## Aim of the exercise
Each line of the data must be copied exactly.

## Records to process

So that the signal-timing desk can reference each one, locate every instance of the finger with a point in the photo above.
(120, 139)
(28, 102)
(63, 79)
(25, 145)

## Completed exercise
So that the signal-timing desk can reference each one, locate every instance of the finger with a point in the photo above.
(120, 139)
(28, 102)
(63, 79)
(25, 145)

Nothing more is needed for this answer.